(Instructions for the task):
Here is the listing. Report each line in it that contains the string "lawn".

================================

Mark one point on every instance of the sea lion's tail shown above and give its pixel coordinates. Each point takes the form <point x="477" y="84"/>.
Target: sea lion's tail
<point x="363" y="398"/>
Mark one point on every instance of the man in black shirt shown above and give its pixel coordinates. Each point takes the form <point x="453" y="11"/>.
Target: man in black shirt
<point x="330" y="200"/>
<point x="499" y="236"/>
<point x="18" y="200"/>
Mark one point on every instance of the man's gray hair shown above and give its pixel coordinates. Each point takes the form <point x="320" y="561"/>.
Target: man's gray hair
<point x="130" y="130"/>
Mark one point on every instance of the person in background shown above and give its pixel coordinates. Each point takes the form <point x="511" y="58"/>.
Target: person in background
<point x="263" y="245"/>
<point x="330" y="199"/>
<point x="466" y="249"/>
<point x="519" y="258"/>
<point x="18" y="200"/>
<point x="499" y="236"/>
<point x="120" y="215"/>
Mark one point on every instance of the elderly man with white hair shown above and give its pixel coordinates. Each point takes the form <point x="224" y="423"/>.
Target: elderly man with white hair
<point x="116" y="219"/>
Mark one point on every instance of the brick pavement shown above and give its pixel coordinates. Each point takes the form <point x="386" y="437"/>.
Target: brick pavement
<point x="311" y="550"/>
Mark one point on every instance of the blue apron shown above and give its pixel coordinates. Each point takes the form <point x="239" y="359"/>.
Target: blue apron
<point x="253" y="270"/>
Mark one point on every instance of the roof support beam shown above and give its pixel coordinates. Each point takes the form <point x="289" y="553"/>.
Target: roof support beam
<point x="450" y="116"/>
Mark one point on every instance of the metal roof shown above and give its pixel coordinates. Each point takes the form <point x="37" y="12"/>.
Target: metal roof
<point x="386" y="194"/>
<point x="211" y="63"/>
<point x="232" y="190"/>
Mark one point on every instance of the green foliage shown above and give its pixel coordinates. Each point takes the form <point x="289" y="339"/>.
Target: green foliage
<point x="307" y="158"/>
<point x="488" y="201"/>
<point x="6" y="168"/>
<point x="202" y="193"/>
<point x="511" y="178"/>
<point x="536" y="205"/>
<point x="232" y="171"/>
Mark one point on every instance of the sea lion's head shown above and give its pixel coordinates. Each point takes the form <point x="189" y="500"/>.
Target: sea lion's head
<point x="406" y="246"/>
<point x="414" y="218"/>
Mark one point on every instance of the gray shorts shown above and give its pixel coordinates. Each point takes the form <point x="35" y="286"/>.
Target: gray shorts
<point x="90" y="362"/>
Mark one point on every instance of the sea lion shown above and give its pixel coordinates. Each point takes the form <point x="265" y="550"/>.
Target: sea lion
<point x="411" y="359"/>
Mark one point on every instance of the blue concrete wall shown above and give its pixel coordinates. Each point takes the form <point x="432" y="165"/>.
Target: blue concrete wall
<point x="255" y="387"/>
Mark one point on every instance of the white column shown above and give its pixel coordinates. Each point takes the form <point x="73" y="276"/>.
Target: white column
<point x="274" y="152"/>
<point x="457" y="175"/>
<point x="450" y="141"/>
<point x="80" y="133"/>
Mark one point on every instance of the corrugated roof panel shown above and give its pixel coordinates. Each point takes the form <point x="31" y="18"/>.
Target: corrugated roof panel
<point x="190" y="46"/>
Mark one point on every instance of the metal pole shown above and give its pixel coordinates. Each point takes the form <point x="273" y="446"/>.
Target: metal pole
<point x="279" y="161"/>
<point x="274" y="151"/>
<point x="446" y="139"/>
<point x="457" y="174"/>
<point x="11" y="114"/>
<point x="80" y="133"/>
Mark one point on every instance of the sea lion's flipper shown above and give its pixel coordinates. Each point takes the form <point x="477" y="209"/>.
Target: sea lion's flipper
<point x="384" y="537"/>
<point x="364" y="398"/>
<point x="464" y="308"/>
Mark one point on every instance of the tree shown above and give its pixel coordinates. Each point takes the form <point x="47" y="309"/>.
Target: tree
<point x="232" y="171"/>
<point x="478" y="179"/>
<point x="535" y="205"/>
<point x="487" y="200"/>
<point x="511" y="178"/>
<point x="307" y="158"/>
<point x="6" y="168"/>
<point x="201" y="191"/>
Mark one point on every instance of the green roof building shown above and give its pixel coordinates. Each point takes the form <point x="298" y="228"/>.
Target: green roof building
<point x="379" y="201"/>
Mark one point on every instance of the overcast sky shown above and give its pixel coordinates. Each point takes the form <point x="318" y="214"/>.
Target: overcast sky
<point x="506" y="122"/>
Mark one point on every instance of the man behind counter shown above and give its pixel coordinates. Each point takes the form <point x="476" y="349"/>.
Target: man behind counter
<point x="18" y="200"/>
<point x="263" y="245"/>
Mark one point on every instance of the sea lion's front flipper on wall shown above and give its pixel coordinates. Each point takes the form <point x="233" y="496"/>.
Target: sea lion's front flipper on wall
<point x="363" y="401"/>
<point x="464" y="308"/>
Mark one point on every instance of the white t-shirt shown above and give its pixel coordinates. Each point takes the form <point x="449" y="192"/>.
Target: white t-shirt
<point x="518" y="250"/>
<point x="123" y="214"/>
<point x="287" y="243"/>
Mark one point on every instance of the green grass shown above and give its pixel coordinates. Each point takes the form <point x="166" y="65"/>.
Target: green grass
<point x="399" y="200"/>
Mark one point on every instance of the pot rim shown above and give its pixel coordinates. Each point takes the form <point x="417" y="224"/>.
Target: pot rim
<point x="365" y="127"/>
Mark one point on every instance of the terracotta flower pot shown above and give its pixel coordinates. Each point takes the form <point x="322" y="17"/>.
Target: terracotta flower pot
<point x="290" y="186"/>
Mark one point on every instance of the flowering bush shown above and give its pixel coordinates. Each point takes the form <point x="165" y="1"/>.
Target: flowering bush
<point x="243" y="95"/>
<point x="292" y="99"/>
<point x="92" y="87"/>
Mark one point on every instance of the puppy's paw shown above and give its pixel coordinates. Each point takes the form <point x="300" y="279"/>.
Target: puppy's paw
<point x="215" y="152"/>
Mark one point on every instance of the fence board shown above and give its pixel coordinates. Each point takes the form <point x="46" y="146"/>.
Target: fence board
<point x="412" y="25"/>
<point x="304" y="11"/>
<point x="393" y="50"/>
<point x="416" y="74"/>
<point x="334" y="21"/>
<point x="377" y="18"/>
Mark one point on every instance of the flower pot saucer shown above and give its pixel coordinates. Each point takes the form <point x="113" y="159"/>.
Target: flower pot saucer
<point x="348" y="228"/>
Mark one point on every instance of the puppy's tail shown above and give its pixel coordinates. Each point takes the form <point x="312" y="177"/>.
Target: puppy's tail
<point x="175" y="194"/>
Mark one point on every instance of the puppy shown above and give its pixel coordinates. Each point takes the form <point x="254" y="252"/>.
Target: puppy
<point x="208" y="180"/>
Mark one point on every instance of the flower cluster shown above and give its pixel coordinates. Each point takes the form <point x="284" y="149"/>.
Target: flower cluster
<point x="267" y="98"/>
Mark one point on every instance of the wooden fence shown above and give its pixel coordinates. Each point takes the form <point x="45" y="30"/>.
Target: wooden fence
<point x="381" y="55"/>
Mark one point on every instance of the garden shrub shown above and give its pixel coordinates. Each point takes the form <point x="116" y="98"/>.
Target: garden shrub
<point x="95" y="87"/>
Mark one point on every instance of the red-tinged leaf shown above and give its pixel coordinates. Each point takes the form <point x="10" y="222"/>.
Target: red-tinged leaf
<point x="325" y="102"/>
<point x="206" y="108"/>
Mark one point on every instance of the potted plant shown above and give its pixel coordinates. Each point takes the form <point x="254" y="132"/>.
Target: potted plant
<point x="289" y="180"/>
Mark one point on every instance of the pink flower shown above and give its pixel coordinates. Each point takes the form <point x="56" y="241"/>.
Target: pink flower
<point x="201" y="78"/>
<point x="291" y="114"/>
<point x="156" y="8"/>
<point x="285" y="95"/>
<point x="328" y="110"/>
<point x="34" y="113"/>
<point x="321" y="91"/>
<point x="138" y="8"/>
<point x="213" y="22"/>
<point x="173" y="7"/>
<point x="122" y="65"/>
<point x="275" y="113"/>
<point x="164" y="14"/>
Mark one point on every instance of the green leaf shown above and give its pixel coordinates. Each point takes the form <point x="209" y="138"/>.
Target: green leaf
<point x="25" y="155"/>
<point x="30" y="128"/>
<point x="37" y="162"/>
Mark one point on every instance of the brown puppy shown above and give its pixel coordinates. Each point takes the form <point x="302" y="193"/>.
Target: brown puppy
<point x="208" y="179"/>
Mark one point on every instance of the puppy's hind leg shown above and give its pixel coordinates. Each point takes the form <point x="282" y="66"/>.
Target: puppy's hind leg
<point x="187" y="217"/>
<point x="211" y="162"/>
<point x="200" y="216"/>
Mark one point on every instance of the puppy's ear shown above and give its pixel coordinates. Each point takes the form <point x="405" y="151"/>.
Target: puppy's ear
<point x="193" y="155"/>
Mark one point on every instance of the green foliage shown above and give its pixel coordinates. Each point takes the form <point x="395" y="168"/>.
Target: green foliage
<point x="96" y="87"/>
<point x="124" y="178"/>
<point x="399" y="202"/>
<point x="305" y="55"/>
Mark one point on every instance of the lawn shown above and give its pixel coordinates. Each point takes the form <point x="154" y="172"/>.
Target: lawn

================================

(Response):
Mark one point on every instance of the lawn shown above and give its pixel coordinates. Each point takes the form <point x="154" y="172"/>.
Target: lawn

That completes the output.